Extrait:
-------

Depuis l'annonce de Cris Tales en 2019, puis sa preview en 2020, une question est sur toutes les lèvres : Avec son concept innovant, la création des colombiens de Dreams Uncorporated est-elle à la hauteur des premières impressions procurées par leur jeu de rôle à la japonaise ?
Un RPG au concept inédit
Il ne faut pas plus de quelques minutes aux commandes de l’héroïne de Cris tales pour comprendre que le titre reprend les codes des RPG japonais, tout en apportant une modernité et des particularités qui s'intègrent à merveille dans des mécaniques de jeu plus traditionnelles. Nous sommes plongés directement dans le feu de l’action avec une première prise en main du système de combat qui ne peut que faire plaisir aux amateurs de RPG japonais, tout en étant accessible à ceux qui sont moins au fait des spécificités du genre. Ce qui fait office de mise en situation montre un combat au tour par tour, dans lequel ennemis et protagonistes agissent l’un après l’autre. Le joueur peut ainsi choisir d'utiliser un objet, de se mettre en position de défense afin d’anticiper le prochain assaut des adversaires et ainsi réduire les dégâts reçus, ou d’attaquer. Comme bien souvent dans les J-RPG, il est possible d’opter pour une attaque qui va permettre d'asséner des coups avec une arme, ou bien d’utiliser différentes capacités spécifiques à chacun des personnages. Jusqu’ici, rien de bien nouveau, mais c’est sans compter sur l’idée de Dreams Uncorporated qui consiste à intégrer la possibilité de manipuler le temps, notamment afin de prendre l’avantage sur l’ennemi. Cette notion de voyage temporel est essentielle, autant dans l’histoire de Cris Tales que dans ses mécaniques de combat.

-------

Lignes extraites:

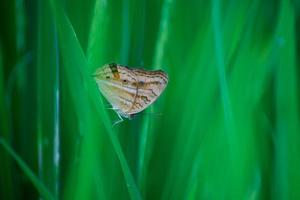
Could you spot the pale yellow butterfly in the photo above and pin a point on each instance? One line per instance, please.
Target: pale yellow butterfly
(129, 90)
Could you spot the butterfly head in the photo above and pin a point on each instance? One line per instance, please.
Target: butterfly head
(114, 73)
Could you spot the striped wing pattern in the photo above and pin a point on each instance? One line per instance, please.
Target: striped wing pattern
(130, 91)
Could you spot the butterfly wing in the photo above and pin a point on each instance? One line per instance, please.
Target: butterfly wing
(150, 85)
(119, 93)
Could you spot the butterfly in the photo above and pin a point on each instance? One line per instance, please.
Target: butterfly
(129, 90)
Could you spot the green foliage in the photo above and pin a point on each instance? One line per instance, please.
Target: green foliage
(226, 127)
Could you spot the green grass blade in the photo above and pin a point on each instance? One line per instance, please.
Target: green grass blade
(77, 70)
(27, 171)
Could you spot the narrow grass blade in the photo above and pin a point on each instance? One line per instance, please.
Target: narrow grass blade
(27, 171)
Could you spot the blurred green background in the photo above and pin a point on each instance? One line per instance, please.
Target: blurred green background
(226, 127)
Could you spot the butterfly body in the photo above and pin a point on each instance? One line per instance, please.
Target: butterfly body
(129, 91)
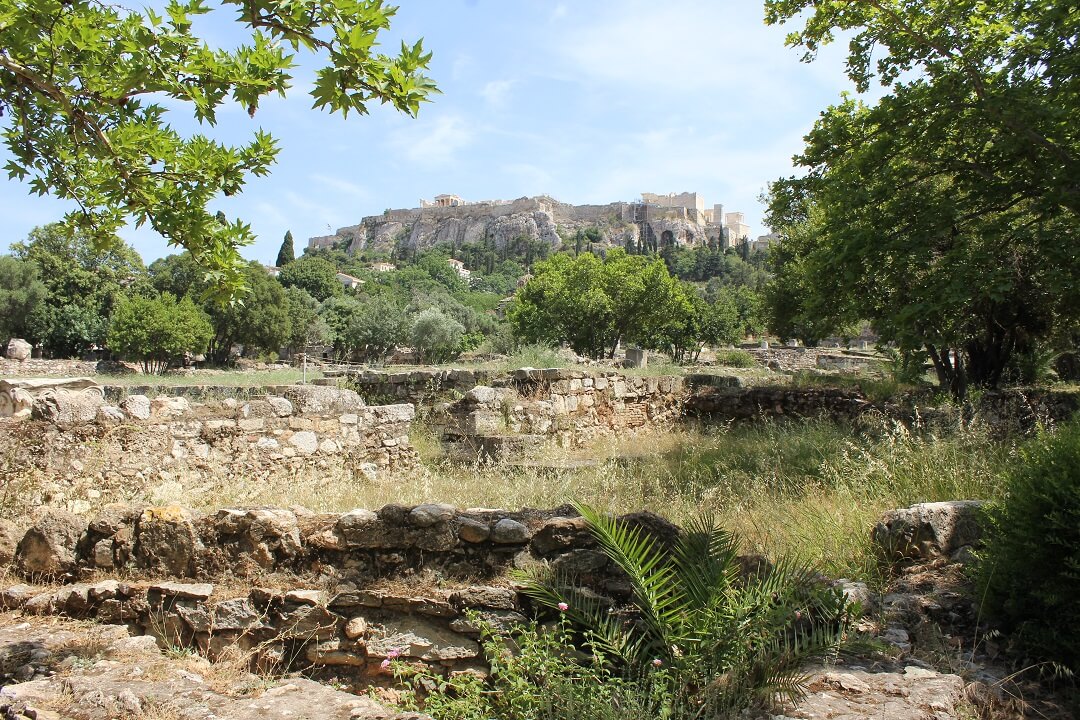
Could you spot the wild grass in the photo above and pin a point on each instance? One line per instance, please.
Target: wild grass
(810, 489)
(230, 378)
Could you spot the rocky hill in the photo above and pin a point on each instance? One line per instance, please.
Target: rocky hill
(498, 225)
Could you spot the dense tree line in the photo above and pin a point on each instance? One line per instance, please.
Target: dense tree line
(945, 213)
(67, 297)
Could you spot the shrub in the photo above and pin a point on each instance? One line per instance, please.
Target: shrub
(1029, 571)
(545, 679)
(158, 330)
(728, 638)
(435, 337)
(734, 358)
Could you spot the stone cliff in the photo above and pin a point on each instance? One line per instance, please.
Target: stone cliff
(498, 225)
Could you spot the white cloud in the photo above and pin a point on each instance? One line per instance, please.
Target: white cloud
(352, 190)
(496, 92)
(433, 141)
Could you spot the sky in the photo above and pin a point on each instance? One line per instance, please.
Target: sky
(589, 102)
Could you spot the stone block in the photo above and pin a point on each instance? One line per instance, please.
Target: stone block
(929, 530)
(48, 549)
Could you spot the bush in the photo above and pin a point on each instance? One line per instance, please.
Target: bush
(734, 358)
(727, 638)
(543, 680)
(158, 330)
(1029, 571)
(435, 337)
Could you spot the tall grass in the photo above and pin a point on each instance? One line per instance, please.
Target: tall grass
(809, 489)
(208, 377)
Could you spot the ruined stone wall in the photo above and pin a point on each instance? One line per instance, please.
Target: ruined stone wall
(1001, 412)
(338, 611)
(171, 437)
(46, 368)
(422, 388)
(567, 406)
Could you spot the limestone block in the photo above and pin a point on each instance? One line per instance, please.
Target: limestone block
(169, 407)
(282, 407)
(18, 350)
(473, 531)
(928, 530)
(424, 516)
(109, 415)
(507, 531)
(414, 637)
(322, 399)
(481, 395)
(394, 413)
(166, 540)
(237, 614)
(68, 406)
(48, 549)
(305, 442)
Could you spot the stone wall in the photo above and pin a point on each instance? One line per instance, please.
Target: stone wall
(337, 611)
(1001, 411)
(170, 436)
(422, 388)
(36, 367)
(567, 406)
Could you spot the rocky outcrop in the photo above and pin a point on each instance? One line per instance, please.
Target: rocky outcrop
(106, 673)
(18, 350)
(929, 530)
(48, 549)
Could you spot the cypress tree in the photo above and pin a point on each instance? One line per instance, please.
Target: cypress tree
(286, 254)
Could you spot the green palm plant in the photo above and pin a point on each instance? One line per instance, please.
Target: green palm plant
(721, 638)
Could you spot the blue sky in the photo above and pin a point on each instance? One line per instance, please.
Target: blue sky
(585, 100)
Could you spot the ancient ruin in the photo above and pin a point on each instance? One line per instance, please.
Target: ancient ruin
(655, 222)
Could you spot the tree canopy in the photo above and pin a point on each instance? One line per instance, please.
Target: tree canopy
(593, 304)
(83, 92)
(22, 294)
(158, 330)
(946, 212)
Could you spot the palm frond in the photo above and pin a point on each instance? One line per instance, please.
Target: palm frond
(657, 593)
(705, 560)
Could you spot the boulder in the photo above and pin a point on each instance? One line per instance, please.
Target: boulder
(136, 406)
(928, 530)
(166, 541)
(48, 549)
(18, 350)
(268, 535)
(169, 407)
(413, 637)
(10, 534)
(322, 399)
(68, 406)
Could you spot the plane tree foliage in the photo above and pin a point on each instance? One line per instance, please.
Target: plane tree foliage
(945, 213)
(86, 89)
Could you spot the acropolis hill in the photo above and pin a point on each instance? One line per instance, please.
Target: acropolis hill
(653, 222)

-------

Consigne:
Poursuivez le test de Cris Tales à partir de sa dernière phrase.

Réponse:
Les contes de Cris
Nous suivons Crisbell, une résidente de la ville de Narim qui vit dans un orphelinat. La Mère Supérieure qui dirige l’établissement a demandé à la jeune fille de cueillir des roses dans le jardin. Elle s'exécute lorsqu’un personnage étonnant fait son apparition : une grenouille qui porte un haut-de-forme vient subtiliser une rose que Crisbell vient de couper. Elle part à sa poursuite à travers la ville et assiste à une dispute entre le maire et un fermier qui le tient pour responsable de l'arrivée de gobelins qui viennent dévaster les champs. Crisbell parvient finalement à rattraper le batracien dans la cathédrale de la cité. Il se prénomme Matias, il est capable de parler et l'animal lui explique alors qu’elle détient dorénavant le pouvoir de manipuler le temps. Crisbell peut ainsi agir dans le passé puis revenir immédiatement dans le présent pour profiter des effets de ses actions, mais aussi avoir une vision du futur pour tenter de changer l’avenir en fonction de ses agissements et choix présents. La jeune fille va ainsi hériter d'une puissante épée, afin de mener à bien la quête qui lui incombe : éliminer les menaces qui pèsent sur son monde, aidée par ses pouvoirs nouvellement acquis.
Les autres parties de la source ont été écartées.